■ **EXTRAIT FOURNI**
^^^^
MHB : Par rapport au récit de F. Maspero c’est un des éléments qui a beaucoup modifié le visage de certains grands ensembles (Aulnay-sous-Bois, La Courneuve, etc…). Il y a certes une amélioration mais celle-ci s’accompagne souvent d’un appauvrissement du point de vue urbain (beaucoup d’espaces privatisés, mêmes formes urbaines…). Des habitants s’interrogent sur les conséquences de ces transformations sur leur vie quotidienne (exemple de la mobilisation des résidents du Galion à Aulnay) : interrogations sociales et aussi sur le paysage produit. Le sort de la cité-jardin de la Butte rouge à Châtenay-Malabry est assez éclairant car cette architecture patrimoniale est promise à la démolition selon les vœux du maire au nom… de la mixité sociale !

DO : Qui dit rénovation urbaine dit souvent démolition. Or le conseil régional de l’ordre des architectes d’Ile-de-France prépare un colloque intitulé « Réparer la ville » dont la philosophie vise à critiquer quarante ans de politique de la ville reposant sur la démolition-reconstruction pour régler la question des quartiers difficiles et du mal-logement et aboutissant à un triple échec (social, culturel et écologique).

MHB : Pour l’instant, le sort de la Butte rouge est toujours suspendu. Quant à l’argument du maire qui déclare souhaiter davantage de mixité sociale mais en réalité il vise à repousser plus loin les populations les plus précaires. Ce discours est d’ailleurs repris par de nombreux maires. C’est aussi le cas d’un certain nombre d’opérateurs de renouvellement urbain.

DO : Et les travaux du Grand Paris ? Vous dites en gros que c’est bien pour les mobilités mais qu’il y a en même temps une inquiétude des populations résidentes.

MHB : Dans le voyage le Grand Paris était partout (panneaux des promoteurs) et en même temps nulle part (absence de l’investissement public). Les habitants se demandent pour qui sont construits les logements accessibles en propriété (des « villas », des logements de luxe, etc.). Après l’haussmannisation, puis la réalisation des grands ensembles, c’est un troisième mouvement de transformation de l’agglomération qui cette fois se ferait sans l’Etat, du moins pour la construction des logements bradée au secteur privé.
^^^^
■ **À FAIRE**
Expliquez en une à trois phrases, d'après l'extrait fourni, pourquoi le Grand Paris était, dans le voyage, « partout » et en même temps « nulle part ». Les entrées n'ont aucun rôle ici.
^^^^
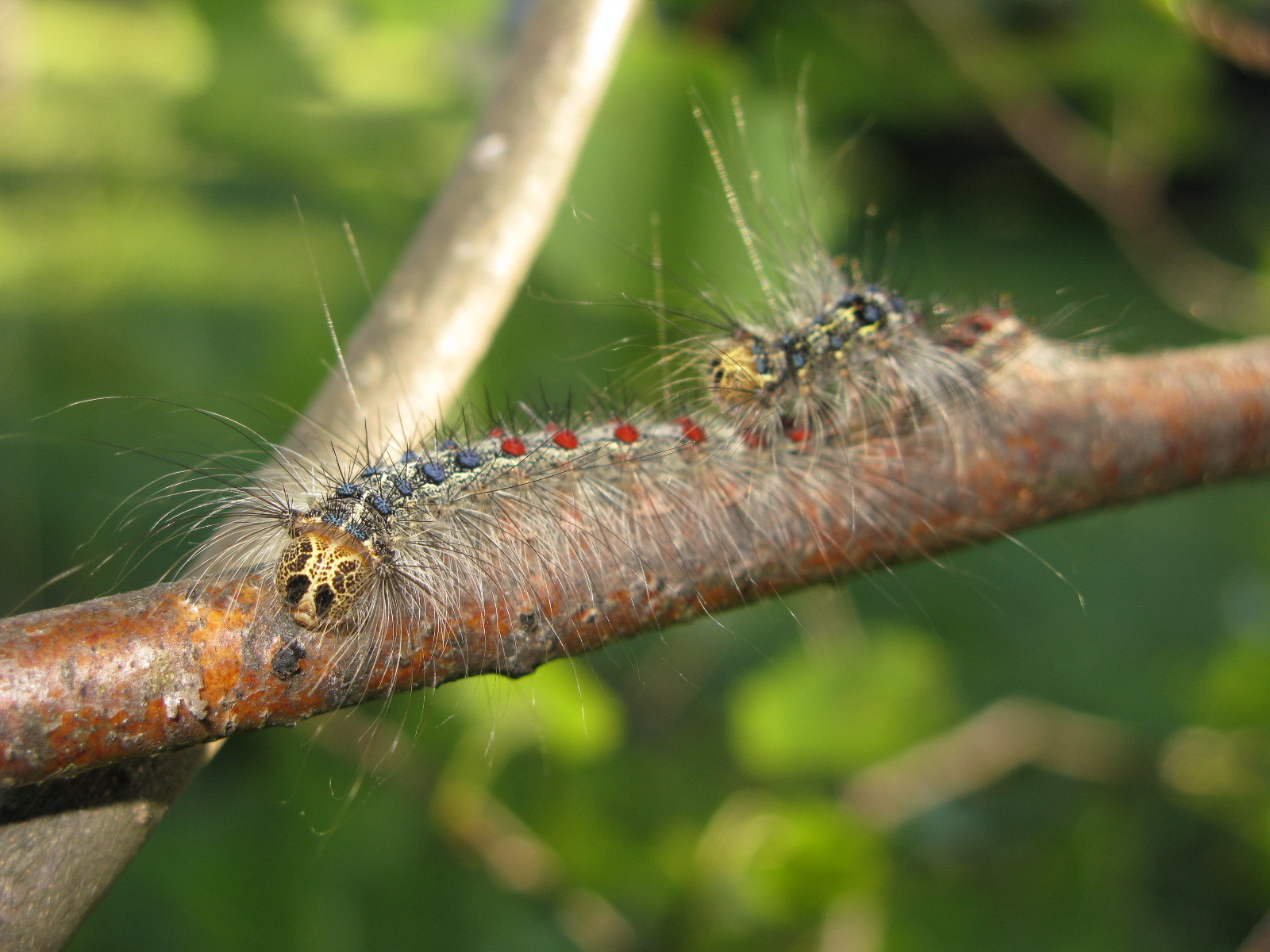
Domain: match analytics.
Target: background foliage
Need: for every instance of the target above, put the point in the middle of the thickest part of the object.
(709, 787)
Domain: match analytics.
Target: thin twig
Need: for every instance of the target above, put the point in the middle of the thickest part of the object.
(63, 844)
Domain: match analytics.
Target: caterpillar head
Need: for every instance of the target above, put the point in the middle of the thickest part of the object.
(741, 372)
(321, 577)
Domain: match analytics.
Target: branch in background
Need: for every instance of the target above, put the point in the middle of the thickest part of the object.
(181, 664)
(64, 844)
(1117, 179)
(1231, 36)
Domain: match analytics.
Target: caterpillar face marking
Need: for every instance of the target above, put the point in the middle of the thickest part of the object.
(321, 577)
(376, 527)
(764, 374)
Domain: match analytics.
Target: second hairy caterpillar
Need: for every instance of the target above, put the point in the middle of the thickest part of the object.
(531, 518)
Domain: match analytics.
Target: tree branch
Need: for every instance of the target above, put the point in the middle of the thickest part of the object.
(64, 844)
(179, 664)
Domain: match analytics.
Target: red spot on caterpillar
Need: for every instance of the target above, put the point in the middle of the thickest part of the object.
(690, 429)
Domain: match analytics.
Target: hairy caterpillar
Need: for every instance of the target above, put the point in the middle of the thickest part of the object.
(530, 509)
(397, 537)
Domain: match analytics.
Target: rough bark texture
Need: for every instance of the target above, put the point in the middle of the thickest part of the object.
(177, 664)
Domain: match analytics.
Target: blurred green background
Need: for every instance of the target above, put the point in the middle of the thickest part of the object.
(1060, 742)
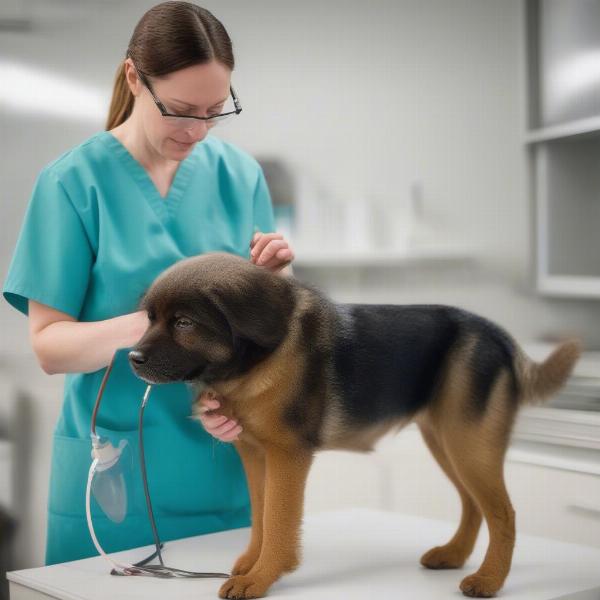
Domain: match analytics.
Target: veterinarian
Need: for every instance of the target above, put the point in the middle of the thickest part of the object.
(104, 219)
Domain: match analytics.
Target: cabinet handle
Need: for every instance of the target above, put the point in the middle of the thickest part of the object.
(586, 509)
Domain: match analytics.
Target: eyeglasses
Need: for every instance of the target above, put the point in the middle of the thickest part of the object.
(107, 482)
(187, 121)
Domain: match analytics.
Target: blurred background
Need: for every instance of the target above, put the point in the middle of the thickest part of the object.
(417, 151)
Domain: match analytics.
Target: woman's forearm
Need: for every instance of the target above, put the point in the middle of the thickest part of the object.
(83, 347)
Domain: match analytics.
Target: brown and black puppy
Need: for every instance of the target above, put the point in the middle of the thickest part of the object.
(301, 373)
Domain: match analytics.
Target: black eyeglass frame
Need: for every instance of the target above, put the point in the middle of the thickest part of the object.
(165, 113)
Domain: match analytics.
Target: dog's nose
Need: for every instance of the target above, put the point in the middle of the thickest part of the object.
(137, 357)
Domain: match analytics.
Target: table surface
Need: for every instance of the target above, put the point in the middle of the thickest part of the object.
(348, 554)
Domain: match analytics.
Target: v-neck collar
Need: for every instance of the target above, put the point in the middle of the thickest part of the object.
(166, 206)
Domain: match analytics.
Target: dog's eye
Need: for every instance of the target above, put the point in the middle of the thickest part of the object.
(183, 323)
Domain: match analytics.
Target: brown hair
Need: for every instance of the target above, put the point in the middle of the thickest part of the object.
(168, 37)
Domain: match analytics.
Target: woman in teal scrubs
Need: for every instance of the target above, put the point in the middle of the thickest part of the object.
(104, 219)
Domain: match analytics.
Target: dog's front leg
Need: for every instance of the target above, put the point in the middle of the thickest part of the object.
(285, 480)
(253, 459)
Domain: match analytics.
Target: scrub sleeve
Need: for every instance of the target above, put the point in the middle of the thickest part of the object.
(94, 236)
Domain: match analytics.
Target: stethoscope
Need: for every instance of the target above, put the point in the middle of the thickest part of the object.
(106, 481)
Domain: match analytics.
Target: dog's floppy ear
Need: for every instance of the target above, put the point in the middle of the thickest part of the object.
(257, 307)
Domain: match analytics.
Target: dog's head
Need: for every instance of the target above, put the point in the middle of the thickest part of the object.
(212, 317)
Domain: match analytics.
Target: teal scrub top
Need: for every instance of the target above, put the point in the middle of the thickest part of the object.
(95, 234)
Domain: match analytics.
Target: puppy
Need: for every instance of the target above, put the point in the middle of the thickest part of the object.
(301, 373)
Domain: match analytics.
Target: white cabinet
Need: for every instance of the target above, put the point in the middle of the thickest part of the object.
(563, 135)
(549, 499)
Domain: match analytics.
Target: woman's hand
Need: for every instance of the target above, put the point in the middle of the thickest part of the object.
(270, 250)
(219, 426)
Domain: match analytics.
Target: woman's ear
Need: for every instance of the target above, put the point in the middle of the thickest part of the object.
(131, 78)
(258, 308)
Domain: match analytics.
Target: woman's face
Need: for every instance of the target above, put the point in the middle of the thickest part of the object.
(199, 90)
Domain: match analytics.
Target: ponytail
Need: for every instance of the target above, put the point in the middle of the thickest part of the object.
(121, 104)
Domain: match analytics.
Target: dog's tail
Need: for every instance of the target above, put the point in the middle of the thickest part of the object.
(542, 380)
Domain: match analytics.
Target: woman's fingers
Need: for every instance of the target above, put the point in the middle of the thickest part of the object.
(219, 426)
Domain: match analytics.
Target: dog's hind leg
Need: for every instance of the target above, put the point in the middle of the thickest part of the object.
(453, 554)
(475, 446)
(253, 459)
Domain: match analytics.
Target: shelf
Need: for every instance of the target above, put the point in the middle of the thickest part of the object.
(569, 286)
(379, 258)
(581, 127)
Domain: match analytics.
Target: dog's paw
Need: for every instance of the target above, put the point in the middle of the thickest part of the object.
(480, 586)
(244, 586)
(244, 563)
(443, 557)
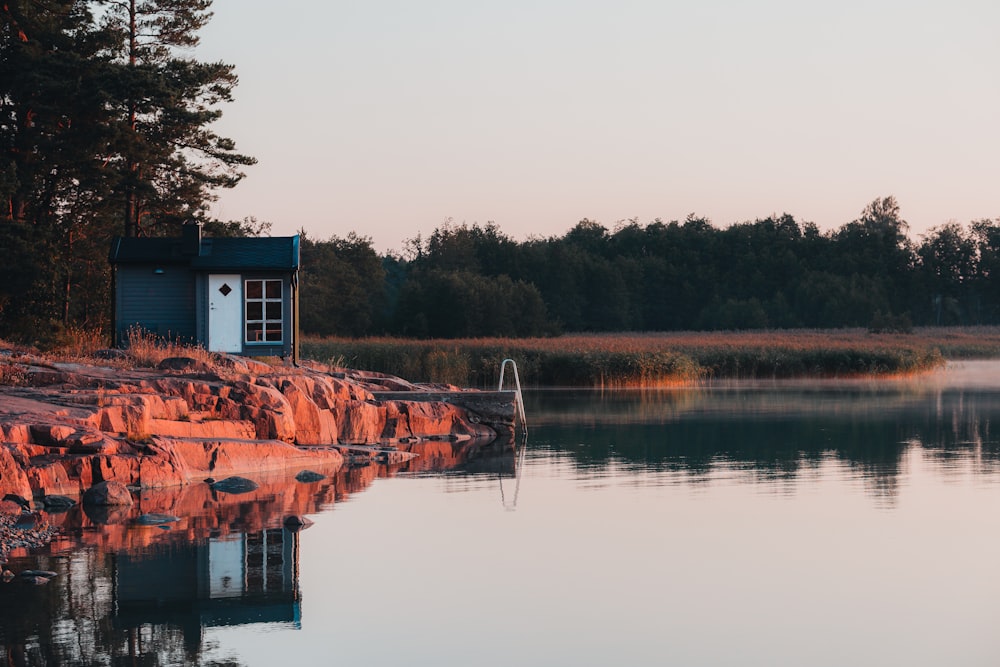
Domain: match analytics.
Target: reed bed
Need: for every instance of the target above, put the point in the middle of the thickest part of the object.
(660, 359)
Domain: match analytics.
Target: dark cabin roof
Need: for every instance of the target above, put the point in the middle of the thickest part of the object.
(276, 253)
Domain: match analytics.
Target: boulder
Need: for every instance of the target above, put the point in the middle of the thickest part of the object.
(108, 493)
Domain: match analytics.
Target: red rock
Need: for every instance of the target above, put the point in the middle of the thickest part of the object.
(108, 493)
(12, 476)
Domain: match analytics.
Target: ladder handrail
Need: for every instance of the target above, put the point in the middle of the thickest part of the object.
(517, 384)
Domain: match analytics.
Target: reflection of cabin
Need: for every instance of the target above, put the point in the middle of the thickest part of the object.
(247, 578)
(235, 295)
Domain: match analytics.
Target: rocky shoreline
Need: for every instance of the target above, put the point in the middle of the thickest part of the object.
(67, 426)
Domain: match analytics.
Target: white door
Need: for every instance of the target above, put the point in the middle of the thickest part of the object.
(225, 313)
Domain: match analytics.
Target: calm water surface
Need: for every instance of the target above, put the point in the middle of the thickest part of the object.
(769, 524)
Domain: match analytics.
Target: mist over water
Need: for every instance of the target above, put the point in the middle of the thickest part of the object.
(766, 523)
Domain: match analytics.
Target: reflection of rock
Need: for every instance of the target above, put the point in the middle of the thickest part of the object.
(57, 503)
(296, 523)
(235, 485)
(104, 515)
(155, 519)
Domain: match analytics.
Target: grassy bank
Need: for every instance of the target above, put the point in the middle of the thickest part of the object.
(660, 359)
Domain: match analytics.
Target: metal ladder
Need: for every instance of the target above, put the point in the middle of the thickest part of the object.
(517, 384)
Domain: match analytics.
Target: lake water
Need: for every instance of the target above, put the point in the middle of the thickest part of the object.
(796, 523)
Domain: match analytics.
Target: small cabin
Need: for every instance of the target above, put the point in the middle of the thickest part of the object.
(235, 295)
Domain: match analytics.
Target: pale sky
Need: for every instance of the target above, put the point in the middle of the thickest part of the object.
(389, 117)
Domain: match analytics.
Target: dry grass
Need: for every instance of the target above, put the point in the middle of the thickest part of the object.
(147, 350)
(661, 359)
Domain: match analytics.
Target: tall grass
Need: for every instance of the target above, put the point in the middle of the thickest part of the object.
(653, 360)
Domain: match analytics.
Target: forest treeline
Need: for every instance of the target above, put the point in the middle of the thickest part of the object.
(473, 280)
(106, 129)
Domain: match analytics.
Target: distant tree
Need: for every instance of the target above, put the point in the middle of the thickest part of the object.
(342, 286)
(167, 159)
(948, 270)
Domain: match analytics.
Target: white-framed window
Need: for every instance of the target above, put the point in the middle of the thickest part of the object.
(263, 311)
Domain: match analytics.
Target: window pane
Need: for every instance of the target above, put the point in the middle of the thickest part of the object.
(255, 332)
^^^^
■ **SOLUTION**
Le Grand Paris était partout parce que les panneaux des promoteurs se voyaient partout. Il était en même temps nulle part en raison de l'absence de l'investissement public.